*** Opening Given text ***

3/17 Workers AI new models and pricing page (#20897)

mchenco · web-flow · commit 456babf280cf · 2025-03-17T17:37:21.000-04:00
* new models and pricing page

* with schemas this time

* changelog and melotts

* changelog
diff --git a/bin/fetch-ai-models.js b/bin/fetch-ai-models.js
@@ -3,7 +3,7 @@ import fs from "fs";
 fetch("https://ai.cloudflare.com/api/models")
 	.then((res) => res.json())
 	.then((data) => {
-		data.models.forEach((model) => {
+		data.models.map((model) => {
 			const fileName = model.name.split("/")[2];
 			fs.writeFileSync(
 				`./src/content/workers-ai-models/${fileName}.json`,
diff --git a/src/content/changelog/workers-ai/2025-03-17-new-workers-ai-models.mdx b/src/content/changelog/workers-ai/2025-03-17-new-workers-ai-models.mdx
@@ -0,0 +1,17 @@
+---
+title: New models in Workers AI
+description: New text-to-speech, reranker, whisper, embeddings models now available!
+date: 2025-03-17T17:00:00Z
+---
+
+Workers AI is excited to add 4 new models to the catalog, including 2 brand new classes of models with a text-to-speech and reranker model. Introducing:
+- [@cf/baai/bge-m3](/workers-ai/models/bge-m3/) - a multi-lingual embeddings model that supports over 100 languages. It can also simultaneously perform dense retrieval, multi-vector retrieval, and sparse retrieval, with the ability to process inputs of different granularities. 
+- [@cf/baai/bge-reranker-base](/workers-ai/models/bge-reranker-base/) - our first reranker model! Rerankers are a type of text classification model that takes a query and context, and outputs a similarity score between the two. When used in RAG systems, you can use a reranker after the initial vector search to find the most relevant documents to return to a user by reranking the outputs. 
+- [@cf/openai/whisper-large-v3-turbo](/workers-ai/models/whisper-large-v3-turbo/) - a faster, more accurate speech-to-text model. This model was added earlier but is graduating out of beta with pricing included today.
+- [@cf/myshell-ai/melotts](/workers-ai/models/melotts/) - our first text-to-speech model that allows users to generate an MP3 with voice audio from inputted text.

*** Closing Given text ***
*** Opening Data ***

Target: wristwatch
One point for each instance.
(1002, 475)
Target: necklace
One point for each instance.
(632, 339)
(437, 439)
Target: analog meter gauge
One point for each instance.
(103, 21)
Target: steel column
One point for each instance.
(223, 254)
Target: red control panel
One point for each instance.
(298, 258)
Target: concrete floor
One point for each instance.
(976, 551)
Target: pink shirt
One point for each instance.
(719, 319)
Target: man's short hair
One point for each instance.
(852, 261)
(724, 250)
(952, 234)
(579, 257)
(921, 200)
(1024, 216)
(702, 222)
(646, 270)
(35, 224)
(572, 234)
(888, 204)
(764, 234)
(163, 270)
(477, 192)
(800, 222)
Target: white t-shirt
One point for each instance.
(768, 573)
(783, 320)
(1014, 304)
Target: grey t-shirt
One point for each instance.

*** Closing Data ***
*** Opening Data ***

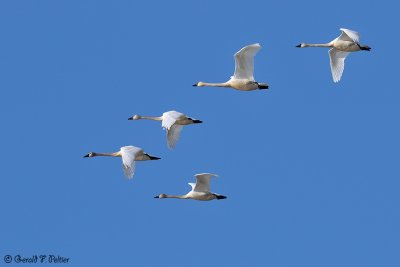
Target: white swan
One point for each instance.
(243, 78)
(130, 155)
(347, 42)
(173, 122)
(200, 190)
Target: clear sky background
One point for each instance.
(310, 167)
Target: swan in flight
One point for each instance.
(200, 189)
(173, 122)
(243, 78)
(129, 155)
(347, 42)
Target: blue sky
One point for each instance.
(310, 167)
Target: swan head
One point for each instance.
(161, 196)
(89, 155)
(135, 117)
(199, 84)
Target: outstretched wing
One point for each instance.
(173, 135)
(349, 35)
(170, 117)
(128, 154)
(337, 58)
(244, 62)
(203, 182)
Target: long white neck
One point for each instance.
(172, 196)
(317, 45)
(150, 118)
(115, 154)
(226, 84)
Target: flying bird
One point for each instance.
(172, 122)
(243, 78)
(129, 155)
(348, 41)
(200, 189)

*** Closing Data ***

* _Required action 1_
Answer these questions using the Workers AI commit above, one answer per line:
(a) From which URL does the fetch script request model data?
(b) How many new models does the changelog say are being added to the catalog?
(c) How many languages does the multi-lingual embeddings model support?
* _Required action 2_
List every model identifier that the changelog in the Workers AI commit introduces.

* _Response box 1_
(a) https://ai.cloudflare.com/api/models
(b) 4
(c) Over 100

* _Response box 2_
@cf/baai/bge-m3
@cf/baai/bge-reranker-base
@cf/openai/whisper-large-v3-turbo
@cf/myshell-ai/melotts